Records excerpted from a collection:

>>

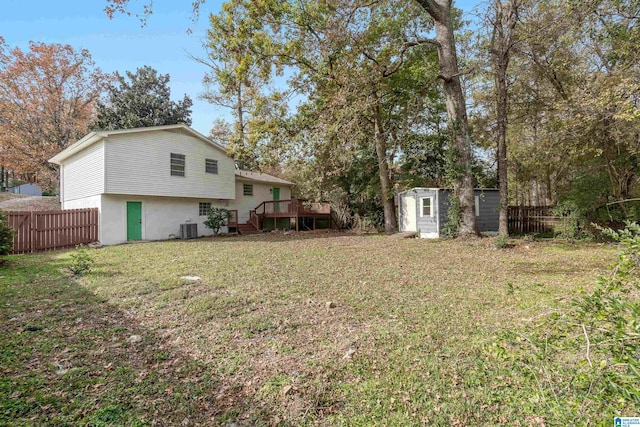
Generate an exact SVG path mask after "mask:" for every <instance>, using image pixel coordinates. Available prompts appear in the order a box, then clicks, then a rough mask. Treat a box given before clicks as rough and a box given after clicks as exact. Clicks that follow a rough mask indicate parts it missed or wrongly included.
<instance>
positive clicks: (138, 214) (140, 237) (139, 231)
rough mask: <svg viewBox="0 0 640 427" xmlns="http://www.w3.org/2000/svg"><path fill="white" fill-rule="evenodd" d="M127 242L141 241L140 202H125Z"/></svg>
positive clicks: (140, 204)
mask: <svg viewBox="0 0 640 427" xmlns="http://www.w3.org/2000/svg"><path fill="white" fill-rule="evenodd" d="M127 240H142V202H127Z"/></svg>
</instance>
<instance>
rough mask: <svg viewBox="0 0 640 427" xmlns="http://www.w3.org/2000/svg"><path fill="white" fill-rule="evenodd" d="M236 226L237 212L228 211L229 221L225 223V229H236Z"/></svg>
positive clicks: (236, 210)
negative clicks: (225, 225)
mask: <svg viewBox="0 0 640 427" xmlns="http://www.w3.org/2000/svg"><path fill="white" fill-rule="evenodd" d="M237 226H238V210H237V209H233V210H229V221H228V222H227V227H237Z"/></svg>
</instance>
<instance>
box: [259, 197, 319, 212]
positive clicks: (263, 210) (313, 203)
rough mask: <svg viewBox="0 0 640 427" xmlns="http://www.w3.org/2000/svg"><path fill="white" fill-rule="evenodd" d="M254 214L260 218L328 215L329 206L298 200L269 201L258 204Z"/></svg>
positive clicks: (266, 201)
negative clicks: (269, 216) (261, 217)
mask: <svg viewBox="0 0 640 427" xmlns="http://www.w3.org/2000/svg"><path fill="white" fill-rule="evenodd" d="M255 212H256V215H260V216H305V215H329V214H331V206H330V205H329V204H328V203H315V202H314V203H312V202H306V201H302V200H298V199H291V200H269V201H266V202H262V203H260V204H259V205H258V207H256V209H255Z"/></svg>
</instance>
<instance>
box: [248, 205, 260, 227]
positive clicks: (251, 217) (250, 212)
mask: <svg viewBox="0 0 640 427" xmlns="http://www.w3.org/2000/svg"><path fill="white" fill-rule="evenodd" d="M249 222H250V223H251V224H253V226H254V227H255V228H256V230H260V218H259V217H258V214H257V213H256V211H255V210H250V211H249Z"/></svg>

<<

Work to be completed
Leave out the pictures and give the rest of the records again exactly.

Exercise answer
Generate an exact SVG path mask after "mask:" for every <instance>, using image pixel coordinates. Available prompts appear in the order a box, then clicks, then a rough mask. Treat a box given before clicks as rough and a box given after clicks as exact. Clicks that follow a rough mask indicate parts it missed or wrongly included.
<instance>
positive clicks: (138, 214) (140, 237) (139, 231)
rough mask: <svg viewBox="0 0 640 427" xmlns="http://www.w3.org/2000/svg"><path fill="white" fill-rule="evenodd" d="M127 242L141 241L140 202H125Z"/></svg>
positive clicks: (140, 204)
mask: <svg viewBox="0 0 640 427" xmlns="http://www.w3.org/2000/svg"><path fill="white" fill-rule="evenodd" d="M127 240H142V202H127Z"/></svg>
</instance>
<instance>
rough mask: <svg viewBox="0 0 640 427" xmlns="http://www.w3.org/2000/svg"><path fill="white" fill-rule="evenodd" d="M236 226L237 212L228 211L229 221L225 223V229H236Z"/></svg>
positive clicks: (236, 210)
negative clicks: (225, 225)
mask: <svg viewBox="0 0 640 427" xmlns="http://www.w3.org/2000/svg"><path fill="white" fill-rule="evenodd" d="M237 226H238V210H237V209H233V210H229V221H228V222H227V227H237Z"/></svg>
</instance>
<instance>
box: [259, 197, 319, 212]
positive clicks: (263, 210) (313, 203)
rough mask: <svg viewBox="0 0 640 427" xmlns="http://www.w3.org/2000/svg"><path fill="white" fill-rule="evenodd" d="M254 214L260 218L328 215L329 206L298 200L269 201L258 204Z"/></svg>
positive clicks: (266, 201)
negative clicks: (269, 216) (261, 217)
mask: <svg viewBox="0 0 640 427" xmlns="http://www.w3.org/2000/svg"><path fill="white" fill-rule="evenodd" d="M255 212H256V215H260V216H305V215H329V214H331V206H330V205H329V204H328V203H315V202H314V203H312V202H306V201H302V200H298V199H291V200H269V201H266V202H262V203H260V204H259V205H258V207H256V209H255Z"/></svg>
</instance>
<instance>
box: [248, 205, 260, 227]
positive clicks: (251, 217) (250, 212)
mask: <svg viewBox="0 0 640 427" xmlns="http://www.w3.org/2000/svg"><path fill="white" fill-rule="evenodd" d="M249 222H250V223H251V224H253V226H254V227H255V228H256V230H260V218H259V217H258V214H257V213H256V211H255V210H250V211H249Z"/></svg>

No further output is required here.